## TRY IT
The output should match the data below line for line.
PROVIDED RECORDS: Begin
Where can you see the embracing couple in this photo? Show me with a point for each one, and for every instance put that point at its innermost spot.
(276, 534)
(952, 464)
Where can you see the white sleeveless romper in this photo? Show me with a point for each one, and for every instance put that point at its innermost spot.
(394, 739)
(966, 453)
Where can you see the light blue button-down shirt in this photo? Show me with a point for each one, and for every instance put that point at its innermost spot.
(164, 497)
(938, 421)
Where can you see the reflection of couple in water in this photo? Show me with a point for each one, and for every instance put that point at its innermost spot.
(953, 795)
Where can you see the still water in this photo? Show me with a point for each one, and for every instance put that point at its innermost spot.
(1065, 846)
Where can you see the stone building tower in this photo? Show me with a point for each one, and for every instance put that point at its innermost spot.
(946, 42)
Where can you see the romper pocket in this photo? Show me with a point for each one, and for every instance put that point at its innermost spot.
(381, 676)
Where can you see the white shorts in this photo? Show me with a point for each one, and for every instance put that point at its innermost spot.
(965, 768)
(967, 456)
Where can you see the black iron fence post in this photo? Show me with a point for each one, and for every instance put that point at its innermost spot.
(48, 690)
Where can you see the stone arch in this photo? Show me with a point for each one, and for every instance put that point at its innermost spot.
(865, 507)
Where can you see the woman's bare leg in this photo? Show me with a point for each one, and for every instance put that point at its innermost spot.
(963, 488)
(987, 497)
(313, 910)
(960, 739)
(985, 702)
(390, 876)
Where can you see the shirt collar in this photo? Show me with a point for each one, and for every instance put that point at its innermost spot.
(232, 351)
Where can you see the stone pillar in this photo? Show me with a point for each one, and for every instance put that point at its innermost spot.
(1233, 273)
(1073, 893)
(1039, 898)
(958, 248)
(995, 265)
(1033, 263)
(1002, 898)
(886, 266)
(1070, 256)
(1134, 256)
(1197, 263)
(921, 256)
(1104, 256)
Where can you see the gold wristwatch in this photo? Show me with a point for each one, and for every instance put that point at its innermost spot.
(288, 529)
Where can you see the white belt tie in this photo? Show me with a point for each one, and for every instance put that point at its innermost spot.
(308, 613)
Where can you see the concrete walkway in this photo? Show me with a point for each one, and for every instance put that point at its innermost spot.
PROVIDED RECORDS: End
## PROBLEM SOLUTION
Where can you see the embracing couple in this photo? Show me with a point for each one, and for every instance put that point at its innermost spot.
(276, 534)
(952, 464)
Where can you see the white sleeveless romper in this photo? Show me with a point for each one, and for every instance put that point at its innermost spot.
(394, 739)
(966, 453)
Where can you see the light blue button-down shirt in this photo? Show me with a point for each one, and for every instance put that point at its innermost spot.
(164, 497)
(938, 421)
Where can you see the reflection of couple in water in this photo? Show me with a point for each one, and for every instance put that point at its innermost spot.
(953, 795)
Where can you see the still water in this photo? Show me with a point for each one, and for every instance put that point at its innermost spot.
(1065, 846)
Where can you see the stone building tower in this photo? Show me with a point for each one, and for every instance put that point at its innermost spot.
(946, 42)
Where can you see the romper pocket in this photo? Show me with a point for each one, and for every instance put that point at its innermost spot.
(381, 676)
Where can you see the white shorts in this photo? Show me with a point for each one, and for every instance put that point at its innermost spot.
(965, 768)
(967, 456)
Where can you see the black iron fence post in this photo? Show me with a point for each one, and for every instance put that point at its innermost spot.
(48, 690)
Where can you see the stone arch in this photo? Show me with a point for each one, and for every instance put that point at its innermost spot.
(865, 507)
Where can you see the woman's bare leg in this photo? Show me with a point for each one, and for every instance put that point at its innermost spot.
(963, 488)
(987, 497)
(313, 910)
(960, 739)
(985, 702)
(390, 876)
Where can you see the shirt collar in this photo? Show me with a point for each one, and for every instance put that point at its innermost spot.
(232, 351)
Where can you see the stone pillar in this photo? Show me with a point for each one, and for every instance put that point at its innermost spot.
(1233, 273)
(1073, 893)
(1039, 898)
(958, 248)
(995, 265)
(1033, 263)
(1002, 898)
(886, 266)
(1070, 256)
(1134, 256)
(1197, 263)
(921, 256)
(1104, 256)
Where can you see the gold wristwatch in this photo? Show me with a point for each one, and for every instance put that point at its innermost spot.
(288, 529)
Where can you see the white belt tie in this photo? Show me with a point for each one, and for every instance put that point at its innermost spot.
(308, 613)
Where can you see the concrete walkway in this photo? Show me with a point for each one, and for every instance put that point at its innermost spot.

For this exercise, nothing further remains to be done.